● **What to produce**
Please reproduce all of the material below word for word, leaving out the pictures.

● **Extracted records**
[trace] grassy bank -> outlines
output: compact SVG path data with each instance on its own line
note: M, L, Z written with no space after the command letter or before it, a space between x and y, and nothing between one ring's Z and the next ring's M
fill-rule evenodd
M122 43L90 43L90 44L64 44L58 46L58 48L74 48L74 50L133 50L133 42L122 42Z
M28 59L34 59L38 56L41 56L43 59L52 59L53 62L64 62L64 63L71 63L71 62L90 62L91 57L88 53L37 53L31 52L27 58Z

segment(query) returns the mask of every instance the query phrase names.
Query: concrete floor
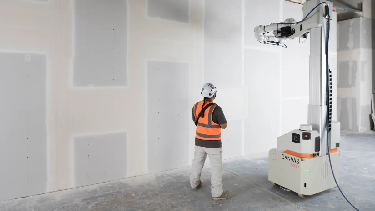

● **In response**
[trace] grassy bank -> outlines
output: compact SVG path data with each instance on its own line
note: M, L, Z written with no space after the command letter or before it, a space between x and y, and nothing between one ring's Z and the next ring's M
fill-rule evenodd
M122 43L90 43L90 44L64 44L58 46L58 48L74 48L74 50L133 50L133 42L122 42Z
M28 59L34 59L38 56L41 56L43 59L52 59L53 62L64 62L64 63L71 63L71 62L90 62L91 57L88 53L37 53L31 52L27 58Z

segment(query) returns the mask of every instance the query phrase names.
Query: concrete floor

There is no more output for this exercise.